**WHAT THIS TASK INVOLVES**
Could you set down the full listing, unchanged?

**THE DATA**
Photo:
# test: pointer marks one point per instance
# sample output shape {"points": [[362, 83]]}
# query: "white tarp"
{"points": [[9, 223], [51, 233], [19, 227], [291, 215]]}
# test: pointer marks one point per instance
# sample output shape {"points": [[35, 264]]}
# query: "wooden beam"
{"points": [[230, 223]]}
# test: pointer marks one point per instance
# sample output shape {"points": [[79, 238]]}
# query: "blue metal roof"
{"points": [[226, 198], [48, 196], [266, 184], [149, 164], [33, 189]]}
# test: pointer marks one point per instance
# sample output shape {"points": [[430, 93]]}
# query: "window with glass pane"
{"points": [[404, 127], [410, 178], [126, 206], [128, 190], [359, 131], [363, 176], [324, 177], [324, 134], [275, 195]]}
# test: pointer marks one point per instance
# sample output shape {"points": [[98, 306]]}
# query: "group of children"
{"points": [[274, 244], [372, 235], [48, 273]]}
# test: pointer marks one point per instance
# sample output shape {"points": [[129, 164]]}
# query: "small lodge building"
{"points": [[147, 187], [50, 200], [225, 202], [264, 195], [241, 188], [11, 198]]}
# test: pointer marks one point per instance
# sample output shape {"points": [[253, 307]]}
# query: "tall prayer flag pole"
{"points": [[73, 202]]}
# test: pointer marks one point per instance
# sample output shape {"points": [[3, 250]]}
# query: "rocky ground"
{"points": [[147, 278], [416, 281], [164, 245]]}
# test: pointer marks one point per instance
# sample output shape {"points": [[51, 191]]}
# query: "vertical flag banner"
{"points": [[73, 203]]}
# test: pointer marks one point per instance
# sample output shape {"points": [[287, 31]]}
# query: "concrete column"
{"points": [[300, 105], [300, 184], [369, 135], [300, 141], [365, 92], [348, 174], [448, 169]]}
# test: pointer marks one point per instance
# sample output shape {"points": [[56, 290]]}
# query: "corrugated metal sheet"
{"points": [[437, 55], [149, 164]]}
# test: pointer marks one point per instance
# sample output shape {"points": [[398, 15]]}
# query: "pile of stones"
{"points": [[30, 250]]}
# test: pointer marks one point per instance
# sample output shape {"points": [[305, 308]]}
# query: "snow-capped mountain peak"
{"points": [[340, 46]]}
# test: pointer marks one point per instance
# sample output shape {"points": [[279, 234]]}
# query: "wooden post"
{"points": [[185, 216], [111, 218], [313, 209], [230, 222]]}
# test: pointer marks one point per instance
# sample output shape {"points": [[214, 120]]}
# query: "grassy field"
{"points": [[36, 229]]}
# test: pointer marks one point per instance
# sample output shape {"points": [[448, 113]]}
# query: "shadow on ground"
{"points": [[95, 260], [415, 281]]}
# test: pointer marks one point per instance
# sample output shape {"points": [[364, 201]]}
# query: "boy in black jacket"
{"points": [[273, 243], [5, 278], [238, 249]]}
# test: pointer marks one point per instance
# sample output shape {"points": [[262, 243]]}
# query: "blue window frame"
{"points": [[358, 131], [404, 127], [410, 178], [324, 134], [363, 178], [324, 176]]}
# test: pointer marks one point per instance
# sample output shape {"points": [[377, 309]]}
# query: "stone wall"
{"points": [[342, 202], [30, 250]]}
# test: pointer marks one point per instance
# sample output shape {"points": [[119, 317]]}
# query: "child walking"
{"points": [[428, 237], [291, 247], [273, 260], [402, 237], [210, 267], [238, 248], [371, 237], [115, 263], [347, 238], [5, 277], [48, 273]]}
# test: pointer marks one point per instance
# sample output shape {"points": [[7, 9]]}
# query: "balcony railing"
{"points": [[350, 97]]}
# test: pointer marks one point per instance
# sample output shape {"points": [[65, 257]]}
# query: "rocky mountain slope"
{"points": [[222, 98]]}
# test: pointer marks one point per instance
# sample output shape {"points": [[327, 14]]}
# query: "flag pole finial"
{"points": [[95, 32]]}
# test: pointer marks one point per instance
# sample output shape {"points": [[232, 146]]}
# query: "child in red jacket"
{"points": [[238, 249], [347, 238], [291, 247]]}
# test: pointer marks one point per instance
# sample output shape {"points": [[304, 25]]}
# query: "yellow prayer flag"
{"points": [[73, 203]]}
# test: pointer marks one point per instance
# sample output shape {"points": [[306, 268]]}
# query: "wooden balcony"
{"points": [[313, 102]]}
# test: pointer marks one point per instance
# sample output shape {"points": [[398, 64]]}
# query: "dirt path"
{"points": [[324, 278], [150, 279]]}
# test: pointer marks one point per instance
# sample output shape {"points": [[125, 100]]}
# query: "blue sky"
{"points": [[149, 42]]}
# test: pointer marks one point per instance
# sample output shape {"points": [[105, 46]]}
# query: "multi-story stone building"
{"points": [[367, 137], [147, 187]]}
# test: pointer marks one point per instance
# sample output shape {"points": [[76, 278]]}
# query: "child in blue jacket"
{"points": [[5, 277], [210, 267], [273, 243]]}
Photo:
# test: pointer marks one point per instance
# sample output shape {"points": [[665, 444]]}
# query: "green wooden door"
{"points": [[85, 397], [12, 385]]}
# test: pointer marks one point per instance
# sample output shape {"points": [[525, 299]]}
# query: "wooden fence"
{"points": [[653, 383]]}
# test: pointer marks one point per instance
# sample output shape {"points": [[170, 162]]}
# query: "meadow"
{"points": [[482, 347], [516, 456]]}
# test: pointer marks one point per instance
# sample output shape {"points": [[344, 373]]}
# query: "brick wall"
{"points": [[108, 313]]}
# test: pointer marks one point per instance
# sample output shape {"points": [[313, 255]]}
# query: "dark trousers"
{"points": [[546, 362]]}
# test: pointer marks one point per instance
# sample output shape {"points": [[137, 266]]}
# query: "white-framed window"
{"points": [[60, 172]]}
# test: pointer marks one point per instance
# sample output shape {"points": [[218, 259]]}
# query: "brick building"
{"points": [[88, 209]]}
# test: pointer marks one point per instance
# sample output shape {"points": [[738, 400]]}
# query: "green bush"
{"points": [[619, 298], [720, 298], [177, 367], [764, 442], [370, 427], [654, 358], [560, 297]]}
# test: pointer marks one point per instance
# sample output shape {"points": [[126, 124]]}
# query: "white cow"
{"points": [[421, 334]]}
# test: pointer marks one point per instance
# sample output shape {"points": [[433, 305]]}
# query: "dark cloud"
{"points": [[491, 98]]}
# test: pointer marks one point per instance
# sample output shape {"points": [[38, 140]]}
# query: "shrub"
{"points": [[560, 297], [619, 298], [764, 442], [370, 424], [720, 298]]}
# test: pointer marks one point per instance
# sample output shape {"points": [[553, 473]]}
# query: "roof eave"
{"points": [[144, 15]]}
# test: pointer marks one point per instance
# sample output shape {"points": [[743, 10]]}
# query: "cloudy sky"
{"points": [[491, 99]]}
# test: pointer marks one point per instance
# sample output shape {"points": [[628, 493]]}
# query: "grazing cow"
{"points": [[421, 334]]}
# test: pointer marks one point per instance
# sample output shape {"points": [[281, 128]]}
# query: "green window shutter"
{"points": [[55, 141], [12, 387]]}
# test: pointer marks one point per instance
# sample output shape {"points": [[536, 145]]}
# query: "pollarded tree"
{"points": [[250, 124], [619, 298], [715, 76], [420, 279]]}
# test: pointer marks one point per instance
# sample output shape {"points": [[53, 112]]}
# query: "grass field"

**TASK OUTPUT**
Photo:
# test: pointer marks one point per instance
# sample output shape {"points": [[362, 83]]}
# query: "white tarp"
{"points": [[9, 223], [51, 233], [19, 227], [291, 215]]}
# test: pointer marks one point per instance
# sample output shape {"points": [[35, 264]]}
# query: "wooden beam"
{"points": [[230, 223]]}
# test: pointer marks one point per instance
# sample output shape {"points": [[79, 238]]}
# query: "blue metal roof"
{"points": [[226, 198], [48, 196], [266, 184], [149, 164], [33, 189]]}
# test: pointer marks one point per instance
# sample output shape {"points": [[430, 93]]}
# query: "window with glass pane"
{"points": [[404, 127], [410, 178], [126, 206], [128, 190], [359, 131], [363, 176], [324, 177], [324, 134], [275, 195]]}
# test: pointer marks one point per instance
# sample output shape {"points": [[98, 306]]}
# query: "group of children"
{"points": [[274, 244], [372, 235], [48, 273]]}
# test: pointer marks one point per instance
# sample output shape {"points": [[129, 164]]}
# query: "small lodge building"
{"points": [[147, 187], [50, 200], [225, 202], [264, 195], [241, 188], [11, 198]]}
# test: pointer marks one point per instance
# sample output shape {"points": [[253, 307]]}
# query: "tall prayer flag pole"
{"points": [[73, 202]]}
# test: pointer marks one point per instance
# sample output shape {"points": [[3, 250]]}
# query: "rocky ground"
{"points": [[147, 278], [416, 281], [164, 245]]}
# test: pointer marks one point per instance
# sample output shape {"points": [[51, 191]]}
# query: "vertical flag banner"
{"points": [[73, 203]]}
# test: pointer marks one point per instance
# sample output shape {"points": [[287, 31]]}
# query: "concrete column"
{"points": [[300, 105], [300, 184], [369, 135], [300, 141], [365, 92], [348, 174], [448, 169]]}
# test: pointer marks one point per instance
# sample output shape {"points": [[56, 290]]}
# query: "corrugated metal sheet"
{"points": [[437, 55], [149, 164]]}
# test: pointer marks one point per instance
# sample output shape {"points": [[398, 15]]}
# query: "pile of stones"
{"points": [[30, 250]]}
# test: pointer marks one point per instance
# sample output shape {"points": [[305, 308]]}
# query: "snow-capped mountain peak"
{"points": [[340, 46]]}
# test: pointer marks one point per instance
# sample output shape {"points": [[279, 234]]}
# query: "wooden post"
{"points": [[185, 216], [111, 218], [313, 209], [230, 222]]}
# test: pointer marks one point per instance
# sample output shape {"points": [[214, 120]]}
# query: "grassy field"
{"points": [[36, 229]]}
# test: pointer marks one point per instance
# sample output shape {"points": [[448, 113]]}
# query: "shadow on ground"
{"points": [[95, 260], [415, 281]]}
# test: pointer marks one point per instance
# sample output shape {"points": [[364, 201]]}
# query: "boy in black jacket"
{"points": [[273, 243], [5, 278], [238, 249]]}
# test: pointer marks one point per instance
# sample output shape {"points": [[262, 243]]}
# query: "blue window frame"
{"points": [[358, 131], [404, 127], [410, 178], [324, 134], [363, 178], [324, 176]]}
# test: pointer marks one point per instance
# sample output shape {"points": [[377, 309]]}
# query: "stone wall"
{"points": [[342, 202], [30, 250]]}
# test: pointer marks one point per instance
# sample output shape {"points": [[119, 317]]}
# query: "child walking"
{"points": [[428, 237], [291, 247], [273, 260], [402, 237], [210, 267], [238, 248], [371, 237], [115, 263], [347, 238], [5, 277], [48, 273]]}
# test: pointer marks one point per instance
# sample output shape {"points": [[7, 9]]}
# query: "balcony railing"
{"points": [[350, 97]]}
# test: pointer marks one point per instance
# sample output shape {"points": [[65, 257]]}
# query: "rocky mountain slope"
{"points": [[222, 98]]}
# test: pointer marks one point per instance
# sample output shape {"points": [[327, 14]]}
# query: "flag pole finial"
{"points": [[95, 32]]}
# test: pointer marks one point per instance
# sample output shape {"points": [[232, 146]]}
# query: "child in red jacket"
{"points": [[238, 249], [347, 238], [291, 247]]}
# test: pointer marks one point per instance
# sample output shape {"points": [[304, 25]]}
# query: "yellow prayer flag"
{"points": [[73, 203]]}
# test: pointer marks one point per instance
# sample output shape {"points": [[306, 268]]}
# query: "wooden balcony"
{"points": [[313, 102]]}
# test: pointer marks one point per instance
# sample output shape {"points": [[398, 64]]}
# query: "dirt path"
{"points": [[324, 278], [150, 279]]}
# test: pointer marks one point per instance
# sample output shape {"points": [[125, 100]]}
# query: "blue sky"
{"points": [[149, 42]]}
# test: pointer marks one point per instance
# sample output shape {"points": [[105, 46]]}
# query: "multi-story stone building"
{"points": [[367, 137], [147, 187]]}
# test: pointer marks one point per instance
# sample output shape {"points": [[76, 278]]}
# query: "child in blue jacket"
{"points": [[5, 277], [210, 267], [273, 243]]}
Photo:
# test: pointer marks one point per instance
# sample output shape {"points": [[665, 444]]}
# query: "green wooden door"
{"points": [[85, 397], [12, 385]]}
# test: pointer marks one point per instance
# sample output shape {"points": [[525, 299]]}
# query: "wooden fence"
{"points": [[653, 383]]}
# test: pointer marks one point per instance
# sample output shape {"points": [[170, 162]]}
# query: "meadow"
{"points": [[482, 347], [516, 456]]}
# test: pointer marks one point per instance
# sample output shape {"points": [[344, 373]]}
# query: "brick wall"
{"points": [[108, 313]]}
# test: pointer marks one point per instance
# sample output shape {"points": [[313, 255]]}
# query: "dark trousers"
{"points": [[546, 362]]}
# test: pointer marks one point per instance
# sample output shape {"points": [[137, 266]]}
# query: "white-framed window"
{"points": [[60, 172]]}
# test: pointer marks one point per instance
# sample output shape {"points": [[218, 259]]}
# query: "brick building"
{"points": [[88, 209]]}
# test: pointer marks one point per instance
# sample output shape {"points": [[738, 400]]}
# query: "green bush"
{"points": [[619, 298], [720, 298], [177, 367], [764, 442], [370, 427], [654, 358], [560, 297]]}
# test: pointer marks one point per instance
# sample output shape {"points": [[126, 124]]}
# query: "white cow"
{"points": [[421, 334]]}
# test: pointer marks one point per instance
# sample output shape {"points": [[433, 305]]}
# query: "dark cloud"
{"points": [[491, 98]]}
# test: pointer marks one point per instance
# sample output shape {"points": [[38, 140]]}
# query: "shrub"
{"points": [[560, 297], [619, 298], [764, 442], [370, 424], [720, 298]]}
# test: pointer marks one point per instance
# sample output shape {"points": [[553, 473]]}
# query: "roof eave"
{"points": [[144, 15]]}
# test: pointer marks one point per instance
# sample output shape {"points": [[743, 10]]}
# query: "cloudy sky"
{"points": [[491, 99]]}
# test: pointer marks one point per instance
# sample output shape {"points": [[628, 493]]}
# query: "grazing cow"
{"points": [[421, 334]]}
# test: pointer marks one point per instance
# sample output shape {"points": [[281, 128]]}
# query: "green window shutter"
{"points": [[55, 141], [12, 387]]}
# test: pointer marks one point per instance
# sample output shape {"points": [[536, 145]]}
# query: "pollarded tree"
{"points": [[250, 124], [619, 298], [715, 76], [420, 279]]}
# test: pointer marks one point per instance
# sample output shape {"points": [[53, 112]]}
# query: "grass field"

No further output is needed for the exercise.